= PROBLEM REQUIREMENTS =
Using the news article below about the Community Initiatives to Promote Peace, explain in one to three sentences why CIPP urged all Nigerians to work for peace.

= EXCERPT TO READ =
%%
By Femi Adi
The Community Initiatives to Promote Peace (CIPP) has lamented the impact of violence on women and children in Nigeria, while calling for enduring peace, end to violence and respect of rule of law across the country.
CIPP, implemented by Mercy Corps in Nigeria, is a programme based on peace building to prevent violent conflict in the most at-risk communities across six states in the Northwest and North central regions namely; Kaduna, Kano, Katsina, Kogi, Benue and Plateaus states.
Speaking at the sidelines of a three-day Gender, Diversity and Social Inclusion in Peace Building Workshop held in Kaduna to mark the International Day of Peace on Tuesday with the theme ‘Recovering Better for an Equitable and Sustainable World’, CIPP said peace remained a prerequisite for development, while urging all Nigerians to work for peace to create a better society.
A statement jointly signed by representatives of Federation of Muslim Women Association in Nigeria, Women Wing of the Christian Association of Nigeria, and National Association of Women Journalists, said, “this is a call from CIPP Women Peace Councils to end violence and embrace peace. We call on all parties to respect the Rule of Law stop indiscriminate killings of innocent civilians and attacks on sources of livelihood.
%%
= DATA UNDER STUDY =
%%
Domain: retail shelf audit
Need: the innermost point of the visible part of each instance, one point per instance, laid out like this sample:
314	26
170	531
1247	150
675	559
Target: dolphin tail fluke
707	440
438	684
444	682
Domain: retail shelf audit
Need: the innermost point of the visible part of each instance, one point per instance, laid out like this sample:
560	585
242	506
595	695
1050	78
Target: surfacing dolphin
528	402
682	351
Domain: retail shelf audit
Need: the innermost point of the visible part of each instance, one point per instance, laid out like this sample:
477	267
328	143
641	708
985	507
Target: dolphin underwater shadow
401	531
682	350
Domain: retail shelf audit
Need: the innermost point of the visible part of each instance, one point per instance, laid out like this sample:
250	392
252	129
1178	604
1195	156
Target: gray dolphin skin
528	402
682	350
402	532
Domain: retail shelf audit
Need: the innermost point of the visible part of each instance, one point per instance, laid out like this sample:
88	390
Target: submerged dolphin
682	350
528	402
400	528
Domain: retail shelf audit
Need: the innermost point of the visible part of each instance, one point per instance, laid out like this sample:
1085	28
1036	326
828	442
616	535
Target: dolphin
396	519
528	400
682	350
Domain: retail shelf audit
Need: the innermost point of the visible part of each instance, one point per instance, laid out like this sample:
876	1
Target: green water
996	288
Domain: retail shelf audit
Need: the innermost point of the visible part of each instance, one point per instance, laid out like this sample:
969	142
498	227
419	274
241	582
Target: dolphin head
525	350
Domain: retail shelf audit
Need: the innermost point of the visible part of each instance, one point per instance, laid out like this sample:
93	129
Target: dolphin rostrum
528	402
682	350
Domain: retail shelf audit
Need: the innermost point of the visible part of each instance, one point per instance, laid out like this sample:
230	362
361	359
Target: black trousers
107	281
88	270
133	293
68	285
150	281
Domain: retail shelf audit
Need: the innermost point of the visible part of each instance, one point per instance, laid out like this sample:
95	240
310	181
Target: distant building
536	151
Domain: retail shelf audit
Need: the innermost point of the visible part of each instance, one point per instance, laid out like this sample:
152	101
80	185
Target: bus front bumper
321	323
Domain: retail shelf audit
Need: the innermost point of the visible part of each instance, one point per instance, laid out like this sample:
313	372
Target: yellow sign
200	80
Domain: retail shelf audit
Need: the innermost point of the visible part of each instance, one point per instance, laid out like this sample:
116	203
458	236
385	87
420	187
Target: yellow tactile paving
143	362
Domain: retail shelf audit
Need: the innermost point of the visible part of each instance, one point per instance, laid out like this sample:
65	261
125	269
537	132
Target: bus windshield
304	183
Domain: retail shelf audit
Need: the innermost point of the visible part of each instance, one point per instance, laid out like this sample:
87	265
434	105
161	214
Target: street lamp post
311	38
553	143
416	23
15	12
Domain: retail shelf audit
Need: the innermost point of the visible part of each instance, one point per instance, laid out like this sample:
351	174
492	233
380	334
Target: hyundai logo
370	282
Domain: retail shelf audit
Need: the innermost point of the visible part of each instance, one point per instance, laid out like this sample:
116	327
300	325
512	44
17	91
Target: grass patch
%%
= TASK SOLUTION =
CIPP held that peace remained a prerequisite for development. It urged Nigerians to work for peace so as to create a better society.